**Given request:**
Print each of the rows below word for word, and leave the pictures out of your answer.
-- Begin Provided data --
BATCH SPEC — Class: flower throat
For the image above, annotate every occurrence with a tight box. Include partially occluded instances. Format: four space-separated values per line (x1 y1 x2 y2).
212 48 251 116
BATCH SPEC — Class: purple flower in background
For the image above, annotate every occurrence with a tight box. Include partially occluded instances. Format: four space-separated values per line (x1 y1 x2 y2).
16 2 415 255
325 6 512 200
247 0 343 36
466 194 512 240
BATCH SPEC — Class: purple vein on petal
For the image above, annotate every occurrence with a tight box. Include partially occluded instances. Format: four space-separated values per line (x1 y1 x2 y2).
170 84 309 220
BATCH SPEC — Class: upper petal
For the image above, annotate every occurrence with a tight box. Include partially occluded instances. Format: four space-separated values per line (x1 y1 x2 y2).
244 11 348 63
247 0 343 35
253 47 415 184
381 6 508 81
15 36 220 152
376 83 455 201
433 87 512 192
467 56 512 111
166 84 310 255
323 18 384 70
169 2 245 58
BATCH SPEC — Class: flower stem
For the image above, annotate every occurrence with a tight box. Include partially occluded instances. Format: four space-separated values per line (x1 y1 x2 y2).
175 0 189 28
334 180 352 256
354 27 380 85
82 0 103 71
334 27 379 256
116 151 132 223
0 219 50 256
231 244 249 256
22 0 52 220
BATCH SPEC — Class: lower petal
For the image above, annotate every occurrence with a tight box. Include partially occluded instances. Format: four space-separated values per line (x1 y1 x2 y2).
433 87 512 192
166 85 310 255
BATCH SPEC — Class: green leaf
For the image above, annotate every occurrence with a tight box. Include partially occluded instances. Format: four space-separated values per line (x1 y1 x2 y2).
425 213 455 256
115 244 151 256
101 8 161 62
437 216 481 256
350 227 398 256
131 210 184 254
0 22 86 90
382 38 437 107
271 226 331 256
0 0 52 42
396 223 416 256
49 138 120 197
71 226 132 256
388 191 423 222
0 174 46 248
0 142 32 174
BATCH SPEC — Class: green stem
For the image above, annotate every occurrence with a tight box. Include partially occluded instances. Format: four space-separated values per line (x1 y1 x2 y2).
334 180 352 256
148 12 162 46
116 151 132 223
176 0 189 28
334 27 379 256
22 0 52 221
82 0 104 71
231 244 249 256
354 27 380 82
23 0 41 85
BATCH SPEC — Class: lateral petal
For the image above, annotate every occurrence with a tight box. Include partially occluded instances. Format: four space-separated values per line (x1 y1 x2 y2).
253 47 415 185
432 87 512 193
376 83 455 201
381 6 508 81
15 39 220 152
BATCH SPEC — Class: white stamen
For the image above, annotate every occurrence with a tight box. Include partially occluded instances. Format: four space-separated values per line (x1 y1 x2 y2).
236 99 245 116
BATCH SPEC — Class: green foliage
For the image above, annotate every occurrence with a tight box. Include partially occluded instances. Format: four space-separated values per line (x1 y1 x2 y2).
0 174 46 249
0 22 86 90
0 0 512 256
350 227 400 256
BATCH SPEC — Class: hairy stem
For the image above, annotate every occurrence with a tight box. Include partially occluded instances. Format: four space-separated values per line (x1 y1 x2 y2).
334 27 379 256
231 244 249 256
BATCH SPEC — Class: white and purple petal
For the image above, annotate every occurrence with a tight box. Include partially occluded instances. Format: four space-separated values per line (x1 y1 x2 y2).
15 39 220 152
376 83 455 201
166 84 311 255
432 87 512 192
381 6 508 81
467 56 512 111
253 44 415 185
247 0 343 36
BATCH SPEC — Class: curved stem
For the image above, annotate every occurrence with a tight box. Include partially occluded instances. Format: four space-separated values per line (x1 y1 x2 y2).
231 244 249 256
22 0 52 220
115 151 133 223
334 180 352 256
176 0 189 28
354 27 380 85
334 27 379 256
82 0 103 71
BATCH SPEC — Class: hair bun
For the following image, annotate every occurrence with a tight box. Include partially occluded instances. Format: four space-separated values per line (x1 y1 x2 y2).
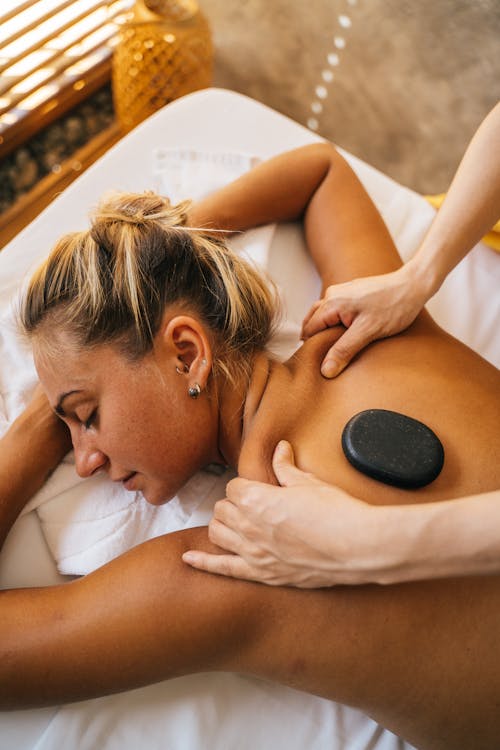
92 191 190 228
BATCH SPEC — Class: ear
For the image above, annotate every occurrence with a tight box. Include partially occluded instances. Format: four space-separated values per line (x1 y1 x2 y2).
162 315 213 390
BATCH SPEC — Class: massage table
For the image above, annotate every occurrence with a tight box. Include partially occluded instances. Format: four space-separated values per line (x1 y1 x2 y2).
0 89 500 750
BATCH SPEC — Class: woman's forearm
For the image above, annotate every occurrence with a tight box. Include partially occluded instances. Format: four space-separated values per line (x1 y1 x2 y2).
0 391 71 547
409 103 500 298
189 143 401 287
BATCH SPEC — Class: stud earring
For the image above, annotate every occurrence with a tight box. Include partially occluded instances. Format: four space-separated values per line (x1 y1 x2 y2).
188 383 201 399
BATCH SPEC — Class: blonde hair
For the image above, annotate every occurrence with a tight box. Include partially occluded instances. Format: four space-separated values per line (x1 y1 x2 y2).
20 192 277 384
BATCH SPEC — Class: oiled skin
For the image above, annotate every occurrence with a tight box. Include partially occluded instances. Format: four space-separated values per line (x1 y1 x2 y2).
0 142 500 750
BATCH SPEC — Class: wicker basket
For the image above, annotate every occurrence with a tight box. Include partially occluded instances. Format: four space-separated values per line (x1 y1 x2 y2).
-- End Provided data --
**Task response:**
BATCH SPEC — Class: flower throat
For the image above, annotate every occurrence with a tight box. Include partially occluded instances. Format: four space-separated values per line (x1 y1 x2 y2).
212 48 251 116
BATCH SPEC — Class: purple flower in background
For the image above, annotate every occurrence with a tight box. Include partially occluded instances. Format: four space-separated values per line (x1 y1 x2 y2).
16 2 415 255
325 6 512 200
247 0 343 36
466 194 512 240
BATCH SPEC — Class: purple vein on petal
For the image above, annotate every occurrence with a tight box. Include partially occluded instances. Format: four space-separated values per line (x1 y1 x2 y2).
170 84 309 220
BATCH SPEC — Class: upper petal
For the image above, annotate every occurrence with a tight box. Include partially occluded instances. Format: four space-separated values per line (x1 y1 x2 y2).
244 11 348 63
247 0 343 35
253 47 415 184
381 6 508 81
15 36 220 152
376 83 455 201
433 87 512 192
467 56 512 111
166 84 310 255
323 18 384 70
169 2 245 58
BATCH SPEC — Class: flower stem
For the image above, annotate every occurrence with a tight box. Include partially occluded instances. Format: four space-separated values per line (x1 y1 x2 y2).
175 0 189 28
334 180 352 256
354 27 380 85
82 0 103 71
334 27 379 256
116 151 132 223
0 219 50 256
231 244 249 256
22 0 52 220
BATCH SPEC — Class: lower petal
For the image above, annotate every occurrence with a tight box. Include partially occluded instances. Format: four space-separated values per line (x1 y1 x2 y2).
433 87 512 192
166 85 310 255
BATCH SPEC — Class: green leaf
For the image above, annotate every occurrence with a tight box. Include partially occluded instances. Format: four space-separated values per line (x1 y1 x2 y2).
425 213 455 256
115 244 151 256
101 8 161 62
437 216 481 256
350 227 398 256
131 210 184 254
0 22 86 90
382 38 437 107
271 226 331 256
0 0 52 42
396 223 416 256
49 138 120 197
71 226 132 256
388 191 423 222
0 174 46 248
0 142 32 174
BATCH SPEC — Class: green stem
For the image above, annotate every occurrence with a tight box. Include partially occluded instances. Format: four space-separated values per line (x1 y1 x2 y2).
334 180 352 256
148 12 162 46
116 151 132 223
176 0 189 28
334 27 379 256
22 0 52 221
82 0 104 71
231 244 249 256
354 27 380 82
23 0 41 85
BATCH SPEC — Class: lateral petal
For the image above, annotate every occurrence with a tight box. Include partially occluded instances. Format: four space-separated values per line (x1 y1 x2 y2).
253 47 415 185
432 87 512 193
376 83 455 201
381 6 508 81
15 39 220 152
BATCH SPEC — Class: white stamen
For the image above, annotate every occurrence with a tight box. Include partially occluded instances. Format: four space-separated values per line (x1 y1 x2 y2).
236 99 245 116
BATCH SPEC — Class: green foliage
For the image above, annotate every occurrence with a tight box. Include partially occluded instances. Format: four space-separated values per line (x1 y1 x2 y2).
0 174 46 249
0 22 86 90
0 0 512 256
350 227 400 256
BATCH SPEC — Class: hairy stem
For the image above, annotate every occurrence with a tight box. Include partially occluded instances. Format: four space-separated values per line (x1 y1 x2 y2).
334 27 379 256
231 244 249 256
BATCH SPEC — Class: white and purple petal
For the image above, annotate every occurrence with a tight box. Include partially occluded instances. Format: four space-separated values per line (x1 y1 x2 y2).
15 39 220 152
376 83 455 201
166 84 311 255
432 87 512 192
381 6 508 81
467 56 512 111
253 44 415 185
247 0 343 36
BATCH SPEC — Class: curved stem
For the image above, annotate every occurrence with a tight box. Include partially occluded instances. Format: four space-separated values per line (x1 y1 x2 y2).
231 244 249 256
22 0 52 220
115 151 133 223
334 180 352 256
176 0 189 28
354 27 380 85
334 27 379 256
82 0 103 71
BATCH SPEC — Class: hair bun
For the following image, annotate every occurrence with a tight box. Include partially occluded instances. Format: four space-separated values per line (x1 y1 x2 y2).
92 191 190 228
BATCH SPEC — Class: ear
For the image above, annotate every occurrence with a tight box. Include partially occluded instances. Format: four space-separated values per line (x1 y1 x2 y2).
162 315 213 390
BATCH SPEC — Class: massage table
For the image above, annotate every occurrence with a tight box. Include partially occluded instances. Format: four space-separated values per line (x1 y1 x2 y2).
0 89 500 750
BATCH SPEC — Class: woman's forearm
For the image above, annotate every occurrence with a tight box. Include partially occluded instances. Format: four space-separated values per line (x1 y1 x2 y2).
0 391 71 547
409 103 500 298
189 143 401 287
BATCH SPEC — Class: stud earring
For the image above, annotate every occurrence with a tight box. Include partially occluded instances. Format: four space-separated values per line (x1 y1 x2 y2).
188 383 201 399
BATCH SPEC — Class: blonde hair
For the image above, annotate every occurrence with a tight box. Include partially occluded instances. Format: four space-separated values per line (x1 y1 x2 y2).
20 192 277 384
BATCH SPEC — Class: oiled skin
For the image above, annotate every occurrence with a tight box. Include partially occluded instances. Format: four space-separated values per line (x1 y1 x2 y2).
0 142 500 750
BATCH SPEC — Class: wicker basket
For the image above, annotate every occurrence with a tight box. Include partially occluded instances. Format: four space-separated values per line (x1 y1 x2 y2).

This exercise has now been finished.